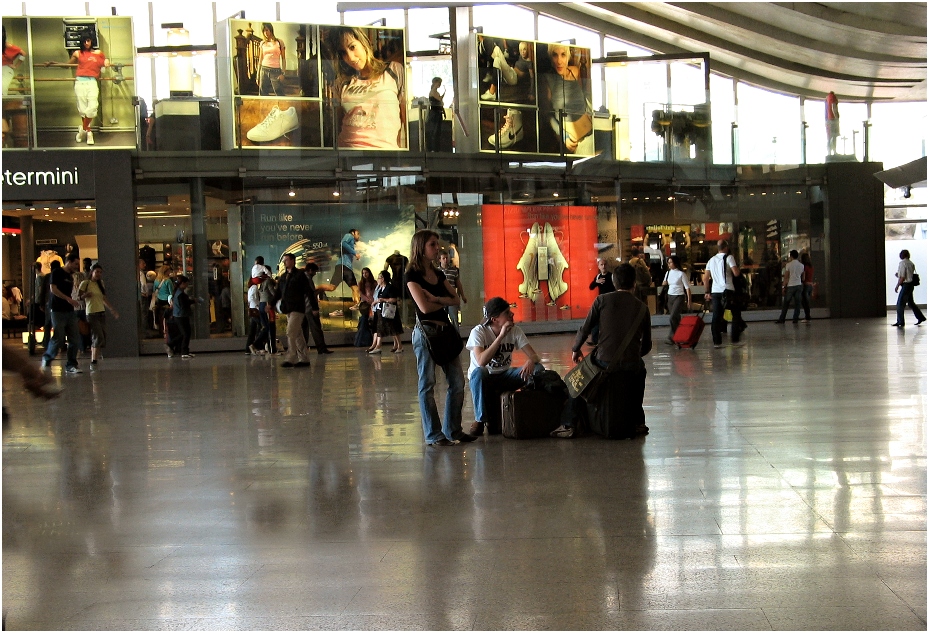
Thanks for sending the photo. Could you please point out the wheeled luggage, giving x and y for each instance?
(689, 330)
(529, 413)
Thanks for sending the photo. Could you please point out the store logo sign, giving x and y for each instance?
(41, 178)
(47, 175)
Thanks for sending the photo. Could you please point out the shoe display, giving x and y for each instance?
(275, 125)
(528, 266)
(509, 75)
(511, 133)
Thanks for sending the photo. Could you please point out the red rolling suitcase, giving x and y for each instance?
(689, 331)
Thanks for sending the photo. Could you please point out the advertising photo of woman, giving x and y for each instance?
(369, 86)
(272, 64)
(89, 63)
(564, 85)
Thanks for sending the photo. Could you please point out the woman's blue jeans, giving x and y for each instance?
(434, 429)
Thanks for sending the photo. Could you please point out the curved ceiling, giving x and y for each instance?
(869, 51)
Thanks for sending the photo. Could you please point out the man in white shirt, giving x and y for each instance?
(720, 271)
(492, 344)
(793, 286)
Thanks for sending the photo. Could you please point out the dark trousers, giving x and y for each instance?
(181, 342)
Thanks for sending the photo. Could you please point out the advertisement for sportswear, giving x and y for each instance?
(534, 97)
(82, 81)
(323, 234)
(310, 86)
(540, 259)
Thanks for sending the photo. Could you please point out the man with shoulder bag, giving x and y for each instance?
(607, 388)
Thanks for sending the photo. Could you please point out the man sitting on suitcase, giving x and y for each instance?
(622, 317)
(492, 344)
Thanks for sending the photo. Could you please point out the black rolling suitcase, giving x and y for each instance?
(529, 413)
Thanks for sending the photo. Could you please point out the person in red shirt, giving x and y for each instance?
(832, 121)
(89, 63)
(13, 57)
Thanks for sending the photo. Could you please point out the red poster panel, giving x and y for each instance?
(540, 259)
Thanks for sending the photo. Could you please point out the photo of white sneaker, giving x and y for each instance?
(528, 265)
(512, 131)
(275, 125)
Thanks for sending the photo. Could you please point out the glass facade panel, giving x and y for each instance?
(769, 127)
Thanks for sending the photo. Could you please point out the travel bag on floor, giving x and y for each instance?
(689, 331)
(529, 413)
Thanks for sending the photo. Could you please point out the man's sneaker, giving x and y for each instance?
(275, 125)
(563, 432)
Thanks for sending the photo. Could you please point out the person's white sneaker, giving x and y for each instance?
(512, 131)
(275, 125)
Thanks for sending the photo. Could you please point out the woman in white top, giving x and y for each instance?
(905, 272)
(678, 288)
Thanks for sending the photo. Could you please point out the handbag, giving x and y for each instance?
(442, 340)
(585, 377)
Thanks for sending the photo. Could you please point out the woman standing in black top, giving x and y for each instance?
(432, 294)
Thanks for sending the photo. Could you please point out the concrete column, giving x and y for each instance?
(202, 274)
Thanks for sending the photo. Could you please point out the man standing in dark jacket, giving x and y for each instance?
(293, 289)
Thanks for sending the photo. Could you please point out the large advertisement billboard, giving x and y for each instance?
(78, 72)
(311, 86)
(541, 259)
(535, 97)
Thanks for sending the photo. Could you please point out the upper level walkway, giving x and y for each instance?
(782, 486)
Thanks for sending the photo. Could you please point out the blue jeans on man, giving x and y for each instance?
(795, 294)
(487, 387)
(64, 325)
(433, 428)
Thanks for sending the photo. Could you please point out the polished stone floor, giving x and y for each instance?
(783, 486)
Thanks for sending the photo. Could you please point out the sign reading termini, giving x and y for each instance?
(47, 175)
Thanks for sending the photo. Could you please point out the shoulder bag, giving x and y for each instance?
(442, 340)
(585, 377)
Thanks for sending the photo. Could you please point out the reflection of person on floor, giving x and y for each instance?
(343, 270)
(492, 344)
(89, 63)
(832, 122)
(272, 64)
(436, 115)
(371, 92)
(564, 91)
(13, 57)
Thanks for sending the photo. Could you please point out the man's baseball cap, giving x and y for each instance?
(495, 307)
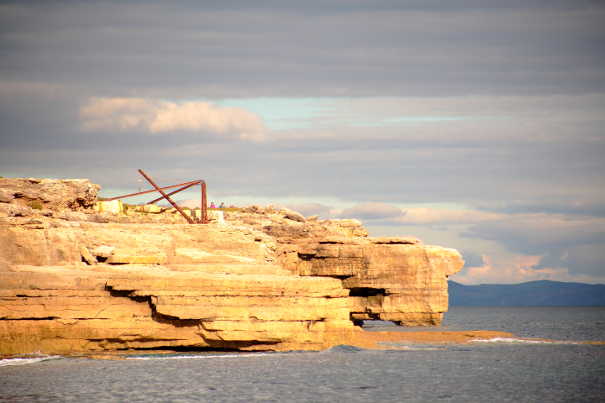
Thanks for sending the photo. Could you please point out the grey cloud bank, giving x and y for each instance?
(478, 123)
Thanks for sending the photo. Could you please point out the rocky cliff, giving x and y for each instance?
(80, 276)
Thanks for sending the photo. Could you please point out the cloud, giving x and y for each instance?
(155, 116)
(372, 211)
(429, 216)
(518, 269)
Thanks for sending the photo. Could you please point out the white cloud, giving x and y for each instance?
(372, 211)
(518, 269)
(428, 216)
(155, 116)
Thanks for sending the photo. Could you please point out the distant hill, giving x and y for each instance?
(533, 293)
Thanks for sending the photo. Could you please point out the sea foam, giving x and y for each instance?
(23, 361)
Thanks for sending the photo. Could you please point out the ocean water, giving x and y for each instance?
(499, 370)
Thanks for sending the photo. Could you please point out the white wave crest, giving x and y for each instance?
(521, 341)
(23, 361)
(196, 356)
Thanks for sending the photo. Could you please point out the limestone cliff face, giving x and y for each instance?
(77, 280)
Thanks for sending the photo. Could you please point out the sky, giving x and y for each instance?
(475, 125)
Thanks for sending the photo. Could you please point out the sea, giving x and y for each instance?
(559, 369)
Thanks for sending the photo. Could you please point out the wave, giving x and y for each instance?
(513, 340)
(29, 360)
(195, 356)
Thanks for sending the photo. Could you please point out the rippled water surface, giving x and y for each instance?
(477, 372)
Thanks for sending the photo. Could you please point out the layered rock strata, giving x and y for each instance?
(74, 279)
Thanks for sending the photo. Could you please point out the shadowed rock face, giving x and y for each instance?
(74, 279)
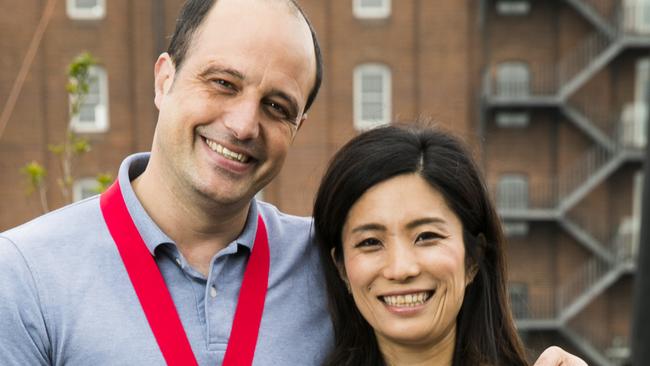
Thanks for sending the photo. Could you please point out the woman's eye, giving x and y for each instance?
(368, 243)
(427, 235)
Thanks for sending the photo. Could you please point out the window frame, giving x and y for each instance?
(513, 7)
(101, 122)
(512, 119)
(360, 123)
(379, 12)
(513, 79)
(95, 13)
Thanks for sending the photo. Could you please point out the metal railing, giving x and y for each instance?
(624, 244)
(537, 195)
(541, 81)
(582, 169)
(538, 303)
(632, 18)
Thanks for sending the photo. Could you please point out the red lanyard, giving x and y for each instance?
(157, 303)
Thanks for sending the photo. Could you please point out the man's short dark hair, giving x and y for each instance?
(192, 15)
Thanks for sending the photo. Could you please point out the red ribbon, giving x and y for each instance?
(157, 303)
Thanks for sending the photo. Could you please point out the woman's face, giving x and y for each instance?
(405, 262)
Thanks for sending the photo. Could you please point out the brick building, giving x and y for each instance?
(550, 94)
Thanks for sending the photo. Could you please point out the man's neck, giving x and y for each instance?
(199, 230)
(441, 353)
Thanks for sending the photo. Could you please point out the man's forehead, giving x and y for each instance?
(289, 5)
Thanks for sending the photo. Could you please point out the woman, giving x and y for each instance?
(413, 254)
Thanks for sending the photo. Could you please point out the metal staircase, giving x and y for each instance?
(616, 141)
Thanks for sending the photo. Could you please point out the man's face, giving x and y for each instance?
(230, 112)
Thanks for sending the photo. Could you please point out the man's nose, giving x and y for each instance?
(401, 263)
(243, 119)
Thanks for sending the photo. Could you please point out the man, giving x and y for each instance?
(232, 92)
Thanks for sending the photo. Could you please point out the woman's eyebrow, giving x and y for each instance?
(425, 221)
(368, 227)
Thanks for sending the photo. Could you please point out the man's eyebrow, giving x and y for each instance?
(213, 69)
(293, 103)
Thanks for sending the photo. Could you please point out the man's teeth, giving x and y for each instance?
(407, 300)
(225, 152)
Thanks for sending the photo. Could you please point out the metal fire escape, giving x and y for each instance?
(616, 140)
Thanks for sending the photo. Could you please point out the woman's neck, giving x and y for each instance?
(399, 354)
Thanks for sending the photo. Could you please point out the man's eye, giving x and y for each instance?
(277, 110)
(427, 236)
(224, 83)
(368, 243)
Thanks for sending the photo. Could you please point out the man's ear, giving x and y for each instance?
(164, 72)
(340, 267)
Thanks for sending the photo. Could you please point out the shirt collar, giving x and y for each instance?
(150, 232)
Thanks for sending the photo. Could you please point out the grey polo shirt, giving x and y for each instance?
(66, 299)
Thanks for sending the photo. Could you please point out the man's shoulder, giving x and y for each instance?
(282, 221)
(72, 222)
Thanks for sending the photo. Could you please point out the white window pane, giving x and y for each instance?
(372, 3)
(512, 119)
(86, 9)
(371, 8)
(93, 111)
(513, 7)
(515, 229)
(371, 96)
(86, 4)
(513, 79)
(87, 113)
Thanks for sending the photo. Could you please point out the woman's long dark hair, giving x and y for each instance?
(485, 332)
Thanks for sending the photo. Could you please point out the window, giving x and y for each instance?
(86, 9)
(518, 299)
(84, 188)
(512, 192)
(513, 79)
(513, 7)
(93, 112)
(372, 96)
(371, 8)
(512, 119)
(515, 229)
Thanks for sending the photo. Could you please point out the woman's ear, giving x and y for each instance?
(340, 267)
(474, 265)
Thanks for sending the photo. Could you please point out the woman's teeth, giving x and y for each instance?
(223, 151)
(414, 299)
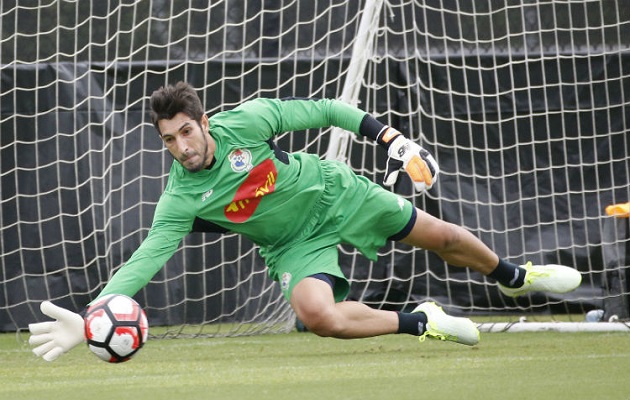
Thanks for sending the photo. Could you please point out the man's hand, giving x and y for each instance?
(419, 164)
(53, 338)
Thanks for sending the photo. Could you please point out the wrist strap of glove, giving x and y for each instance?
(381, 133)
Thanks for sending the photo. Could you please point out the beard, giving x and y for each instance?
(203, 157)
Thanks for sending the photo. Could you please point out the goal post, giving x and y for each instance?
(525, 106)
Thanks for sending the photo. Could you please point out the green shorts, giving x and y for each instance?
(352, 210)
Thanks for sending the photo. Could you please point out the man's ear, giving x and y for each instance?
(205, 124)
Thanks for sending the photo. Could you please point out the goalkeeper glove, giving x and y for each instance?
(405, 154)
(53, 338)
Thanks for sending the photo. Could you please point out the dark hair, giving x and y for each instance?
(170, 100)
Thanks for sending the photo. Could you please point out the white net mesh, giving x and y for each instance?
(524, 104)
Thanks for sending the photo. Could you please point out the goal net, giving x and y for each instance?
(525, 105)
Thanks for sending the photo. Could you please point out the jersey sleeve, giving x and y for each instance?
(269, 117)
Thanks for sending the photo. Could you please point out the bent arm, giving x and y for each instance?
(269, 117)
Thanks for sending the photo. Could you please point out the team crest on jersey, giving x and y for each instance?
(285, 282)
(240, 160)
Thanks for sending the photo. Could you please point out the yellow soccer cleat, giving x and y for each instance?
(445, 327)
(550, 278)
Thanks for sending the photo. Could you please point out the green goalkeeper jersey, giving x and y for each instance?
(252, 188)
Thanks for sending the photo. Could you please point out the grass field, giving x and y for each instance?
(544, 365)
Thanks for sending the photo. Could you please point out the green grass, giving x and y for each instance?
(543, 365)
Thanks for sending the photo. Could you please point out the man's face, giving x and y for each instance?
(188, 141)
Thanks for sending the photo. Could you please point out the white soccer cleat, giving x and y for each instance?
(546, 278)
(445, 327)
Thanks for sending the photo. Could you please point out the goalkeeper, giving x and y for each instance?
(229, 176)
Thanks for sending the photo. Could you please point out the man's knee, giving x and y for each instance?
(320, 320)
(314, 304)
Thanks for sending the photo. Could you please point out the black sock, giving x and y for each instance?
(412, 323)
(508, 274)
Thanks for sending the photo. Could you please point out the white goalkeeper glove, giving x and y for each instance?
(54, 338)
(416, 161)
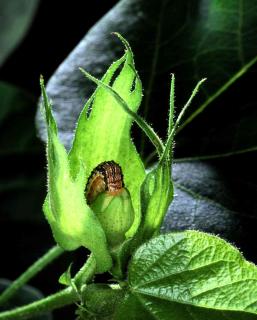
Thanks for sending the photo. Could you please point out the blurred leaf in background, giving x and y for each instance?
(15, 20)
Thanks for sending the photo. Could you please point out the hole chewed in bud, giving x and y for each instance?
(110, 201)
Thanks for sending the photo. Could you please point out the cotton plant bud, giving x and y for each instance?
(110, 201)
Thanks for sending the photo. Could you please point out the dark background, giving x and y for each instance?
(24, 234)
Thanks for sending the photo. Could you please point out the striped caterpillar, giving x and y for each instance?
(106, 177)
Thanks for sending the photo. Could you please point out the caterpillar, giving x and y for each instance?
(106, 177)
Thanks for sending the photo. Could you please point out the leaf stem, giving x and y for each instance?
(180, 116)
(223, 88)
(54, 301)
(34, 269)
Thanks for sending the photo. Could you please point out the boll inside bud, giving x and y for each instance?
(110, 201)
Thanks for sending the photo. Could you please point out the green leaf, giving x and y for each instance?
(210, 197)
(72, 221)
(103, 130)
(190, 275)
(16, 17)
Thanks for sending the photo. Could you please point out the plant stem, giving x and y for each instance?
(35, 268)
(216, 94)
(57, 300)
(86, 273)
(54, 301)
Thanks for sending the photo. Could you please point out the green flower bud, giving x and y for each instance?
(116, 215)
(72, 221)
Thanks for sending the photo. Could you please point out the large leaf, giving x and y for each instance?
(210, 199)
(194, 39)
(190, 276)
(16, 17)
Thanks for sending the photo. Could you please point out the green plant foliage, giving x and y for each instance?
(72, 221)
(205, 200)
(190, 275)
(103, 129)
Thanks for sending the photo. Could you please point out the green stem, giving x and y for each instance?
(217, 156)
(86, 273)
(54, 301)
(223, 88)
(35, 268)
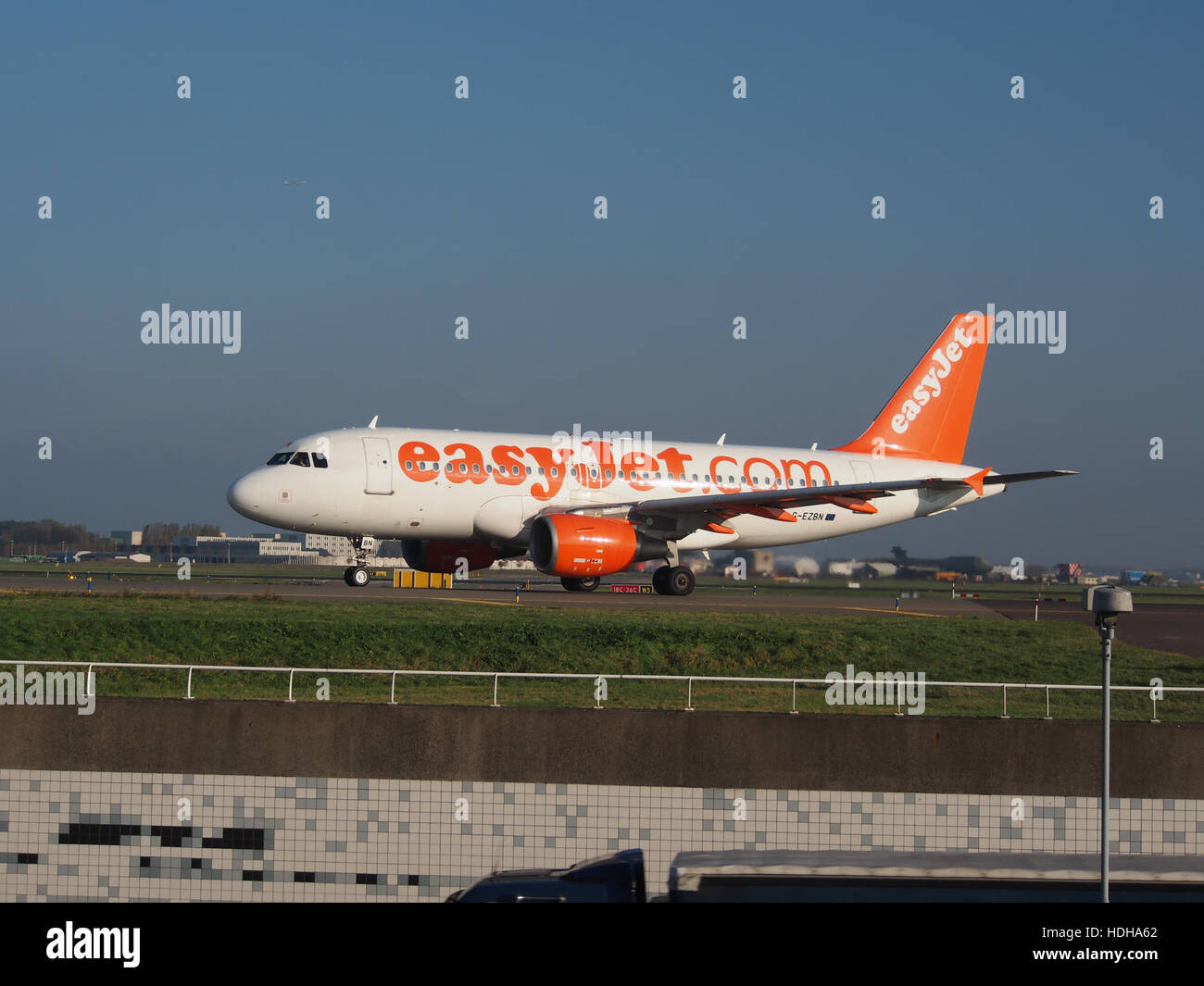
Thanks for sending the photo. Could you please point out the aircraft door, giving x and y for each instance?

--

*What is needed*
Make an exact copy of the lines of the records from the line containing "the green flower" through the final line, both ends included, but not of the pictures.

*Solution*
Thanks for sending the photo. Could you please point out the green flower bud, giving x and y for each instance?
(116, 215)
(72, 221)
Thanks for sending the photo. Could you please point out the large leaf, giving x and y for each instance?
(210, 199)
(194, 39)
(190, 276)
(16, 17)
Thanks for sending the photo. Could you please point out the green plant foliage, giving x and y for each instance?
(72, 221)
(205, 200)
(190, 275)
(103, 129)
Thanks for sending the photo. Could you please point out the green stem, giving x and y for each instance?
(217, 156)
(86, 273)
(54, 301)
(223, 88)
(35, 268)
Thanks for sending the photo. Could you please point out the aircraft door, giving x and y for each instance?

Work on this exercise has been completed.